> [Description of the task] Substitute "light hair" for "blonde hair" in the stretch of rows from the line containing "Task: locate the blonde" through the line containing "[(69, 102)]", and give back only those lines with nothing else changed.

--- start Dataset excerpts ---

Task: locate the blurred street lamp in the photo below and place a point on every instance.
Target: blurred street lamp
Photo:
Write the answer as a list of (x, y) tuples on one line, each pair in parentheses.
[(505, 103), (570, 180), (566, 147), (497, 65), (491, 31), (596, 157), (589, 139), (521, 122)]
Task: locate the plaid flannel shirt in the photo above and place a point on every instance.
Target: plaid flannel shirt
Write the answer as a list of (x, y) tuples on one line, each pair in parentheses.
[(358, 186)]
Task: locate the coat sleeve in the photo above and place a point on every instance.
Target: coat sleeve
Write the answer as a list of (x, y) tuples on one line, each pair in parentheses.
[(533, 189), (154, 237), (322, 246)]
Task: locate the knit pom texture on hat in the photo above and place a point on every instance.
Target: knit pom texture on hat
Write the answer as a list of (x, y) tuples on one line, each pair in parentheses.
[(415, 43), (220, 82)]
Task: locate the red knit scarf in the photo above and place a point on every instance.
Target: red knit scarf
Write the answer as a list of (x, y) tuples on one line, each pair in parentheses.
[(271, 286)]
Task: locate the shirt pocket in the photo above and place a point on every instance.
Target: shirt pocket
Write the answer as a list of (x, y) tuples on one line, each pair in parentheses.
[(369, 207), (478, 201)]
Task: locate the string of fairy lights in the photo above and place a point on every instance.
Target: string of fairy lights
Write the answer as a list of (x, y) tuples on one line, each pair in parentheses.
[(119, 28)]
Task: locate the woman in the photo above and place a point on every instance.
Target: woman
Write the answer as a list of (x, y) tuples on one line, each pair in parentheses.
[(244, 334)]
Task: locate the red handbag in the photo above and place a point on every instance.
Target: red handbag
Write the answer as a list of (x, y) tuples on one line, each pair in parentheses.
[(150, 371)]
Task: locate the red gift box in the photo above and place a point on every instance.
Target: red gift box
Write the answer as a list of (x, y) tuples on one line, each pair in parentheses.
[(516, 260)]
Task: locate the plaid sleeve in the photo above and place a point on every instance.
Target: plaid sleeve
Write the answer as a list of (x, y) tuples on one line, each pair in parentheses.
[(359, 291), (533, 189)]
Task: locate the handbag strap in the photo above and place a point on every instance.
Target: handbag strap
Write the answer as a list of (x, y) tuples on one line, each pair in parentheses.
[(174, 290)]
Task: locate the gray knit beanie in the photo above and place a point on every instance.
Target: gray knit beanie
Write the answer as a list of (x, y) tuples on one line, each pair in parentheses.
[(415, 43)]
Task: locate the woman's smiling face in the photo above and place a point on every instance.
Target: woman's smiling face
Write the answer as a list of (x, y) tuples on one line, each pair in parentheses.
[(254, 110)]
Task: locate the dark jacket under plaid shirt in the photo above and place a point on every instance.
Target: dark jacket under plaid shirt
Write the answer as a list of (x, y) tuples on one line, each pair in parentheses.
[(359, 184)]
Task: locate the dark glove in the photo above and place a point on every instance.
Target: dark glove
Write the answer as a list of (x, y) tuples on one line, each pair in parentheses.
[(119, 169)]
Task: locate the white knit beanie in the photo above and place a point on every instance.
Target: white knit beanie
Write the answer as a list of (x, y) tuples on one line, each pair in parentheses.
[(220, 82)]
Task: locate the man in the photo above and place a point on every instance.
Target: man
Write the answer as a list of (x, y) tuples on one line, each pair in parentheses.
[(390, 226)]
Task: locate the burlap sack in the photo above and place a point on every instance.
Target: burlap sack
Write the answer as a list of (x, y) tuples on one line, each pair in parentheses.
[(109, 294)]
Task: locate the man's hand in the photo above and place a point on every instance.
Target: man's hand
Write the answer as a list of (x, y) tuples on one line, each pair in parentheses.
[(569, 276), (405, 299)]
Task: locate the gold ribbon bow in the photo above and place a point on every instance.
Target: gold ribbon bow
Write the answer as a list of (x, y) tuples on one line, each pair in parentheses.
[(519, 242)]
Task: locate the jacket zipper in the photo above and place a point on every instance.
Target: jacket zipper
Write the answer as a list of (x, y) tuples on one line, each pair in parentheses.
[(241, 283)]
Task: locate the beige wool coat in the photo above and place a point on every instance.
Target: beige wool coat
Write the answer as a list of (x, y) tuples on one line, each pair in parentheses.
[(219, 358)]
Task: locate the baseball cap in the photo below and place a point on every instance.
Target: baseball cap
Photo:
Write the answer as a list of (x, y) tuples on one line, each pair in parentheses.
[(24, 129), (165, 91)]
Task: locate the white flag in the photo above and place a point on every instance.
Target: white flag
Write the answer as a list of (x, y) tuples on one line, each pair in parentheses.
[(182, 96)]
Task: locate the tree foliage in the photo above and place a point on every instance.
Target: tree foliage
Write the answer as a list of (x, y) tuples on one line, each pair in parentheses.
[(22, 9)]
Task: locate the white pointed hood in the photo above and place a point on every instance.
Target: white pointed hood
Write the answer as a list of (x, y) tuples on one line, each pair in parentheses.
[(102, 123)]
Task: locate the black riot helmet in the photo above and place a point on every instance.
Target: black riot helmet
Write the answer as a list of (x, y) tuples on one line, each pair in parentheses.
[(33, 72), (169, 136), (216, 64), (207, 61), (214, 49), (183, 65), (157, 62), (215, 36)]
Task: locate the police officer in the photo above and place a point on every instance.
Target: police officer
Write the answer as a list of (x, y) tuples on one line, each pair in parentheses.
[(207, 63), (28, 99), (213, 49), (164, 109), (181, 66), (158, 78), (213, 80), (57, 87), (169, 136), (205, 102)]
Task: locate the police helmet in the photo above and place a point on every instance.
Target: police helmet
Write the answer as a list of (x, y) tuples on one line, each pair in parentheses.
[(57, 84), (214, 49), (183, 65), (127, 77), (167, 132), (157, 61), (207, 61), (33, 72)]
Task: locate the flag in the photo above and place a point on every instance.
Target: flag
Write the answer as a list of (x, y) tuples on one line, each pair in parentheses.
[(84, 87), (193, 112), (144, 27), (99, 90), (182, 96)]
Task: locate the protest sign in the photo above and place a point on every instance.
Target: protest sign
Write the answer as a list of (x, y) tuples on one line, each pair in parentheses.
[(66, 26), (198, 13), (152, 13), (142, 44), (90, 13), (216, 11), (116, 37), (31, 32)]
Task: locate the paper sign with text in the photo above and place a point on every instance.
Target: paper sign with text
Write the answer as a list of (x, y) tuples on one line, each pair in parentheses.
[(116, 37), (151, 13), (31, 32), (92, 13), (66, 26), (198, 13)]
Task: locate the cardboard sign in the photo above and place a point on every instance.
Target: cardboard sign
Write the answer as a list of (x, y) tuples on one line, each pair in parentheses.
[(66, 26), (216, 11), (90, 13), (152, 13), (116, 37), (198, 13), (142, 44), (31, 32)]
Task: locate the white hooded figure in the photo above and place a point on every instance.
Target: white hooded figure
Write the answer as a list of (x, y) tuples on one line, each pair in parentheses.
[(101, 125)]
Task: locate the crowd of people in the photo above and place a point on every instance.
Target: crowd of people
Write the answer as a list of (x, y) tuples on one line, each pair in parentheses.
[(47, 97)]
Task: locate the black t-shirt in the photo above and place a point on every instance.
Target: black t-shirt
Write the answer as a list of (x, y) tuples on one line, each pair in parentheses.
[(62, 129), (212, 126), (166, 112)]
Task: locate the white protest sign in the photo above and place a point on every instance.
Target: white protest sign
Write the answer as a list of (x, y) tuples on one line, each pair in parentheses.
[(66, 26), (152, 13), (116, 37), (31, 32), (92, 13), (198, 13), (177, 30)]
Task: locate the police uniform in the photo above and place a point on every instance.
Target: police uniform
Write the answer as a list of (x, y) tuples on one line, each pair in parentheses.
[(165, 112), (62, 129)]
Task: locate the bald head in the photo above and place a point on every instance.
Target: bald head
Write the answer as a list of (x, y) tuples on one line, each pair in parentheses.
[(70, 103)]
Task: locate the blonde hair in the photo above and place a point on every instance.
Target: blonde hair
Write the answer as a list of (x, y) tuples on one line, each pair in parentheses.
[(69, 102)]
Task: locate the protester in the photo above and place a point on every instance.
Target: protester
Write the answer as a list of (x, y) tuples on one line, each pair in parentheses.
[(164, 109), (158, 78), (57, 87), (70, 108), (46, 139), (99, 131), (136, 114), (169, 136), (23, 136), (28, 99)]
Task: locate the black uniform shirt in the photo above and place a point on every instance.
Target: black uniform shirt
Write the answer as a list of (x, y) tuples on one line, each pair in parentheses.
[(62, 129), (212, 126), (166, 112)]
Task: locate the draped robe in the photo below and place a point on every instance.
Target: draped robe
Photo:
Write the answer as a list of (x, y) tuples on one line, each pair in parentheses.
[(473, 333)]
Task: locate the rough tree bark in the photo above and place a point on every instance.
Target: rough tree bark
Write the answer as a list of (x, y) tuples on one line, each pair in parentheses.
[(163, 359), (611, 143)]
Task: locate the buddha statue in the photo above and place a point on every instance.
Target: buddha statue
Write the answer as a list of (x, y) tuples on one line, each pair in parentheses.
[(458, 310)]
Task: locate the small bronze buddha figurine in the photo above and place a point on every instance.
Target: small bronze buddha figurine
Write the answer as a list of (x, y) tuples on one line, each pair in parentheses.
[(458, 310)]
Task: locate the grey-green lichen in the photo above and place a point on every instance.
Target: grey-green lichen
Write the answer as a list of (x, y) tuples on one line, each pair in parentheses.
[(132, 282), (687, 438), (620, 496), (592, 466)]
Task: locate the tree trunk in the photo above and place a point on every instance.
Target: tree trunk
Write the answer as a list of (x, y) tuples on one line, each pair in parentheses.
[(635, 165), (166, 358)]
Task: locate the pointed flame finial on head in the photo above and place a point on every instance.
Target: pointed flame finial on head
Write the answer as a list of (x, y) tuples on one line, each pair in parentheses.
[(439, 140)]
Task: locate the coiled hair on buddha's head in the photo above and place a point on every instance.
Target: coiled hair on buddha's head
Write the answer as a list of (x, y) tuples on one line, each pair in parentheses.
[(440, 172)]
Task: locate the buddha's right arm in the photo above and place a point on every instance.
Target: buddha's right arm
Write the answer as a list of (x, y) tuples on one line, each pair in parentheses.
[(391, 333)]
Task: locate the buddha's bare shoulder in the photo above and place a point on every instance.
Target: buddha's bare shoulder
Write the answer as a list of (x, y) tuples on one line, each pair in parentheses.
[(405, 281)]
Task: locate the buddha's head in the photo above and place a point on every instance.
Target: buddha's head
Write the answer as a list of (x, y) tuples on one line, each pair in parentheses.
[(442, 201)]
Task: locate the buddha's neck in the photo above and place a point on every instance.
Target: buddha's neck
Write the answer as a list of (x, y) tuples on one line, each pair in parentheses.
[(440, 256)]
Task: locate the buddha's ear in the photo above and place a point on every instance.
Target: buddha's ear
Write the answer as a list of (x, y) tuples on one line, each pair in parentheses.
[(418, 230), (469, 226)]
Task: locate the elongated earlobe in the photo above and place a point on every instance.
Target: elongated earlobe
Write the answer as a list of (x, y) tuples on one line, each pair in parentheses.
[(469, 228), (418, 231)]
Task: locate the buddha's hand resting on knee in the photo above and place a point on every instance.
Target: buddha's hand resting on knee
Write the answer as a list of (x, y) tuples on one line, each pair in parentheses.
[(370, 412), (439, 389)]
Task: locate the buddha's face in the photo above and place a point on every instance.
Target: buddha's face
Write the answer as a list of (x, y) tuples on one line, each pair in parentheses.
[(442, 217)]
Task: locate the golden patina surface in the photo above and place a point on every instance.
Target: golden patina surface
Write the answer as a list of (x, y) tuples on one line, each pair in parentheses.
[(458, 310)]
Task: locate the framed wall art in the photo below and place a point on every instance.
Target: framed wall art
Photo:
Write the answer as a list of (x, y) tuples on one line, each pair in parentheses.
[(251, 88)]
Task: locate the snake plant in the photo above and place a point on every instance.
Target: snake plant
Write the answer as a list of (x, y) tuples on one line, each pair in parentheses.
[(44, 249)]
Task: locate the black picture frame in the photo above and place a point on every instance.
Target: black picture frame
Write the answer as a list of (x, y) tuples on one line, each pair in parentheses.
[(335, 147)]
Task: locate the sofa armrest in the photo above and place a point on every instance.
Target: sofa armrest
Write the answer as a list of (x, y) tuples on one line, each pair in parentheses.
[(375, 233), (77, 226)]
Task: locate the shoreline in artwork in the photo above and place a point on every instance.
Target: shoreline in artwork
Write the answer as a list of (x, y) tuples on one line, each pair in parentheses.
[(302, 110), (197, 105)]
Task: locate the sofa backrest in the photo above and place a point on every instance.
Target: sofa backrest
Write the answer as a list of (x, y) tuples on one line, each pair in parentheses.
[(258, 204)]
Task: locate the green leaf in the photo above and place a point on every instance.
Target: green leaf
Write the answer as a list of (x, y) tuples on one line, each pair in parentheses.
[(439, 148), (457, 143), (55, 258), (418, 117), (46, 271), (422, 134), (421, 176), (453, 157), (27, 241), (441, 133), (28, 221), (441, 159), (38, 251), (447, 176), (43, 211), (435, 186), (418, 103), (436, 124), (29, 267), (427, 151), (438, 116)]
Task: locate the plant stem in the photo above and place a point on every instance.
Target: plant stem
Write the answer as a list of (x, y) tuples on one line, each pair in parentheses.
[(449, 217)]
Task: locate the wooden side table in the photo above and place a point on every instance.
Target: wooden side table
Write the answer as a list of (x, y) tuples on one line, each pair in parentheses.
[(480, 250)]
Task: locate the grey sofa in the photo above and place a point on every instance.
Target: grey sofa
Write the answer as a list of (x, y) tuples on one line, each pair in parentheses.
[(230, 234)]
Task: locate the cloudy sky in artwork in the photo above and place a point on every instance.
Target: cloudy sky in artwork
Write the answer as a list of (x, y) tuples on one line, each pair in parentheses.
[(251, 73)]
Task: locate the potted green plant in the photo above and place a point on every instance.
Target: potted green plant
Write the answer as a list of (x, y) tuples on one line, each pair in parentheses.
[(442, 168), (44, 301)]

--- end Dataset excerpts ---

> [Task response]
Task: locate the light hair in the photo above and place a point on every instance.
Target: light hair
Write the answer as a list of (x, y) tuples on one line, each pair in parentheses.
[(69, 102)]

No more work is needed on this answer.